▸ **Input for this task**
============================================================

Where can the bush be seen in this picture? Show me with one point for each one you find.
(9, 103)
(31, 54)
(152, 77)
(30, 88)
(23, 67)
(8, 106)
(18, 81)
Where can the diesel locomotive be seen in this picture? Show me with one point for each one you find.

============================================================

▸ **Aim of the exercise**
Restate the full listing word for word, leaving out nothing.

▸ **Solution for this task**
Where can the bush be seen in this picture? Show me with one point for each one you find.
(9, 103)
(31, 54)
(152, 77)
(30, 88)
(23, 67)
(8, 106)
(18, 81)
Where can the diesel locomotive be seen in this picture? Show me with one point for each one you find.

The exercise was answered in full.